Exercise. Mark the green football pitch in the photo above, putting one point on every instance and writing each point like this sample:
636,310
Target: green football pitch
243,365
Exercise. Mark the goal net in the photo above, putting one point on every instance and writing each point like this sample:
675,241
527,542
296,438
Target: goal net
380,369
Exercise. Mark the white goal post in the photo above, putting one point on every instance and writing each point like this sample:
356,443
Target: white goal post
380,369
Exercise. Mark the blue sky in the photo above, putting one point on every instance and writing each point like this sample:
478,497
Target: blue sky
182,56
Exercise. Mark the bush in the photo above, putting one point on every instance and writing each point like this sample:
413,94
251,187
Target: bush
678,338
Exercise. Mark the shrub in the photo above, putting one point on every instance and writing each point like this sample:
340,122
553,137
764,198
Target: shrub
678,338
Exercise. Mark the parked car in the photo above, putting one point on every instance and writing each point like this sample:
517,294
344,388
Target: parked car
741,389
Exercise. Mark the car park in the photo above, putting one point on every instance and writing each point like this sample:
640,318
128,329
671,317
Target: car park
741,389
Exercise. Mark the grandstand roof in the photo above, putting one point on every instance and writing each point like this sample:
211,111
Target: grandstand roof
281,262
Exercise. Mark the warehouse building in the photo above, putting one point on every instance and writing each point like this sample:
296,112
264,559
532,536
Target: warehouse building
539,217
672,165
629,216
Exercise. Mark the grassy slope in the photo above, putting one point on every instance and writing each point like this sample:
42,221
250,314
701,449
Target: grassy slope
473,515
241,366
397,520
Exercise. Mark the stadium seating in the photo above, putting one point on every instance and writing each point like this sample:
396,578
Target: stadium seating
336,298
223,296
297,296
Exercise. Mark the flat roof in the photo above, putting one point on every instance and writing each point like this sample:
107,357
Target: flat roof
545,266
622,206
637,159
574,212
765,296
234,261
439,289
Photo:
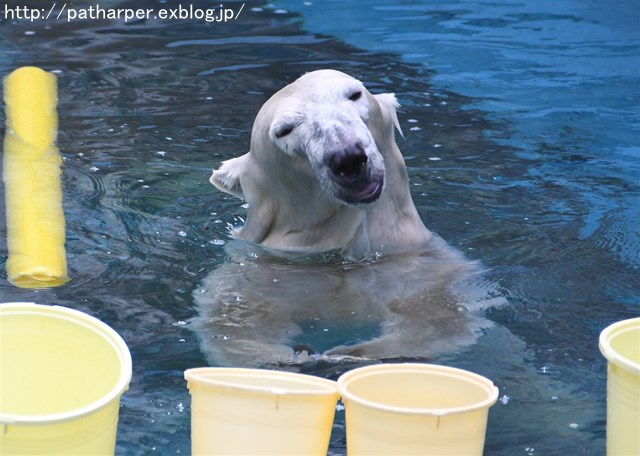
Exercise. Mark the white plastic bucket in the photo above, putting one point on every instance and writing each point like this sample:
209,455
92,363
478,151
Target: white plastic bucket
254,411
620,344
62,373
414,409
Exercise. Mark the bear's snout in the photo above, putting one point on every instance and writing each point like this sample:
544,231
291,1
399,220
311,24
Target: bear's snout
349,163
357,180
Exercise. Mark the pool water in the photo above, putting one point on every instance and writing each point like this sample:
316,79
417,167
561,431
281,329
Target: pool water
521,127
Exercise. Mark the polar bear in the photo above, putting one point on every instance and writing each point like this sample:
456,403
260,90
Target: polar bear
332,238
324,171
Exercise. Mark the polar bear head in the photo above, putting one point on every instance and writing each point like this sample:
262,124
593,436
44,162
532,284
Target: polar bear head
322,157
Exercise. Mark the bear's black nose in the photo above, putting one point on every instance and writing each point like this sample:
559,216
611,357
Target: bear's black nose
348,163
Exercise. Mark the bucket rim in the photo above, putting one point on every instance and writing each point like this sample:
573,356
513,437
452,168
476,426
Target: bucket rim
377,369
215,376
609,333
91,323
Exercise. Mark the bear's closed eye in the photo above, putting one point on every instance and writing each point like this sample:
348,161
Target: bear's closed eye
284,131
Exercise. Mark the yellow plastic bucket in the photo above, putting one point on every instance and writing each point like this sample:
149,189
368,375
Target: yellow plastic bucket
620,344
413,409
62,373
254,411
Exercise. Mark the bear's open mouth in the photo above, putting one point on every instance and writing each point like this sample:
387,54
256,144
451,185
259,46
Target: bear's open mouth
367,195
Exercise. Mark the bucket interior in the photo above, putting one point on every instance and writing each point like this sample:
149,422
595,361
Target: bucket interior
258,380
620,344
53,363
420,390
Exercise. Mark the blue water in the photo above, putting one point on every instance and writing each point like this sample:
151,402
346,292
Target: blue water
521,122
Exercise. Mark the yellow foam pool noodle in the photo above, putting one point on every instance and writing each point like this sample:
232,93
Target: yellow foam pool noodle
31,174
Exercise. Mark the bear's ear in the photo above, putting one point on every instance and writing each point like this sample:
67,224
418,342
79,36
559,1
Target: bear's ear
227,177
388,104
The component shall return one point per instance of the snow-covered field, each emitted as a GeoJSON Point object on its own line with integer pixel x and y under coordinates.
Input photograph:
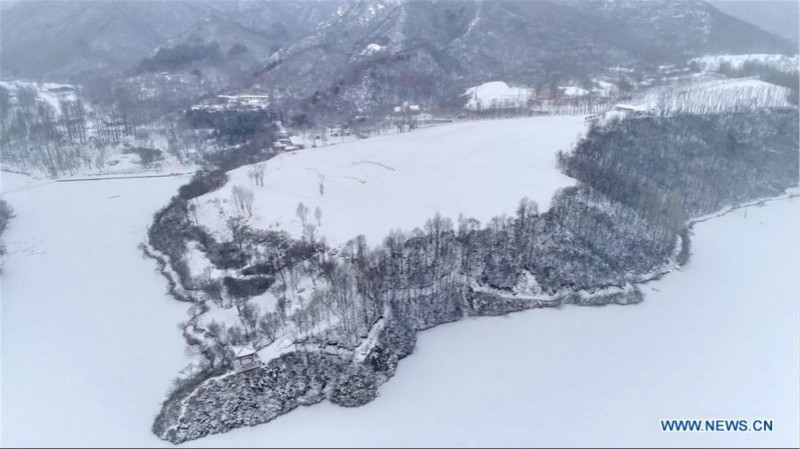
◇ ◇ ◇
■ **GIVEN TASK**
Lay out every line of the records above as a JSON list of strings, one string per line, leaving out blank lines and the pictures.

■ **FULL OUTPUT**
[
  "Exercise. Mark the green football pitch in the photo above, putting one point on every instance and writing each point like this sample:",
  "636,310",
  "Target: green football pitch",
  "243,365",
  "Exercise. Mark the goal net in the photo above, putting one point on every instance and writing each point like this sample:",
  "675,241",
  "527,542",
  "296,438",
  "Target: goal net",
  "380,369",
  "Exercise. Mark the white goal post in the photo above, putting one point on every instance and writing each point like this sample:",
  "356,443",
  "Target: white goal post",
  "380,369",
  "Exercise. Mark the blue sky in the photo above, putting one point on every instance and writing each point like this sample:",
  "478,497",
  "Target: blue sky",
  "182,56",
  "Exercise. Mark the bush in the photo above, putting one point on every instance and writing each point like this sample:",
  "413,94",
  "251,187",
  "Target: bush",
  "678,338",
  "Exercise. Mark the shrub in the photo above, putting one point on every instance and writing each point like this sample:",
  "340,122",
  "553,137",
  "764,198",
  "Target: shrub",
  "678,338",
  "Exercise. Mark the parked car in the photo above, putting one point on every instance and writing each point like this sample:",
  "517,294",
  "344,388",
  "Target: parked car",
  "741,389",
  "Exercise. Mark the car park in the photo above, putting one point on every instance and writing each point like this sample:",
  "640,318",
  "128,329",
  "671,317",
  "Target: car park",
  "741,389",
  "Exercise. Mark the grandstand roof in the photo above, putting one point on every instance and writing each point like this sample:",
  "211,111",
  "Target: grandstand roof",
  "281,262",
  "Exercise. Mark the warehouse building in the photo above, putting one point on every instance and writing each point like this sample:",
  "296,112",
  "264,559",
  "532,536",
  "Target: warehouse building",
  "539,217",
  "672,165",
  "629,216",
  "Exercise. Mark the grassy slope in the photo above, putting one point on every instance and writing each point like this sample:",
  "42,221",
  "250,314",
  "701,449",
  "Target: grassy slope",
  "473,515",
  "241,366",
  "397,520",
  "Exercise. Mark the stadium seating in the photo above, putting one point on every instance and writing each point like this sample:",
  "396,578",
  "Target: stadium seating",
  "336,298",
  "223,296",
  "297,296",
  "Exercise. Mark the flat roof in the photo above, putting one point on every instance and writing each point like this sample:",
  "107,357",
  "Target: flat roof",
  "545,266",
  "622,206",
  "637,159",
  "574,212",
  "765,296",
  "234,261",
  "439,289",
  "Photo:",
  "Exercise. Mark the white plastic bucket in the photo above, putting one point on every instance and writing each point like this sample:",
  "209,455",
  "92,363",
  "478,151",
  "Target: white plastic bucket",
  "254,411",
  "620,344",
  "62,373",
  "414,409",
  "Exercise. Mark the bear's snout in the photo above, putting one point on every instance and writing each point like this sample:",
  "544,231",
  "291,1",
  "399,220",
  "311,24",
  "Target: bear's snout",
  "349,163",
  "357,180",
  "Exercise. Mark the pool water in the photo above, putting one point on every instance and writing each point like this sample:",
  "316,79",
  "417,167",
  "561,431",
  "281,329",
  "Target: pool water",
  "521,127",
  "Exercise. Mark the polar bear in the photo above, putting one point on every instance and writing each point like this sample:",
  "456,403",
  "260,90",
  "Target: polar bear",
  "332,238",
  "324,171",
  "Exercise. Mark the polar bear head in the photo above, putting one point on every instance and writing each point like this sample:",
  "262,124",
  "593,436",
  "44,162",
  "532,284",
  "Target: polar bear head",
  "322,157",
  "Exercise. Mark the bear's black nose in the photo above, putting one point on every instance and writing each point like this sample:",
  "559,216",
  "611,357",
  "Target: bear's black nose",
  "348,163",
  "Exercise. Mark the bucket rim in the photo above, putting one point on every instance and writing each point like this sample:",
  "573,356",
  "513,437",
  "452,168",
  "476,426",
  "Target: bucket rim",
  "377,369",
  "215,376",
  "609,333",
  "91,323",
  "Exercise. Mark the bear's closed eye in the photo above, putting one point on every instance and writing each point like this sample:",
  "348,161",
  "Target: bear's closed eye",
  "284,131",
  "Exercise. Mark the yellow plastic bucket in the photo above, putting one point on every instance and writing each point like this sample:",
  "149,189",
  "368,375",
  "Target: yellow plastic bucket",
  "620,344",
  "413,409",
  "62,373",
  "254,411",
  "Exercise. Mark the bear's open mouth in the photo above, putting one point on every instance and writing each point like this sample:",
  "387,54",
  "256,144",
  "451,185",
  "259,46",
  "Target: bear's open mouth",
  "367,195",
  "Exercise. Mark the bucket interior in the photo above, putting one point on every instance and writing each point like this sample:",
  "149,422",
  "595,361",
  "Target: bucket interior",
  "258,380",
  "620,344",
  "53,363",
  "420,390",
  "Exercise. Mark the blue water in the photo above, putting one point on every instance and writing each point like this sample:",
  "151,402",
  "346,292",
  "Target: blue water",
  "521,122",
  "Exercise. Mark the yellow foam pool noodle in the photo above, putting one point on every instance and writing each point like this sample:",
  "232,93",
  "Target: yellow foam pool noodle",
  "31,174",
  "Exercise. Mark the bear's ear in the photo above, putting one point on every instance and writing each point like this sample:",
  "67,224",
  "418,342",
  "79,36",
  "559,1",
  "Target: bear's ear",
  "227,177",
  "388,104",
  "The component shall return one point per instance of the snow-covered field, each emitted as a GeoJSON Point object on its own line with integer pixel x and y under coordinates.",
  "Input photograph:"
]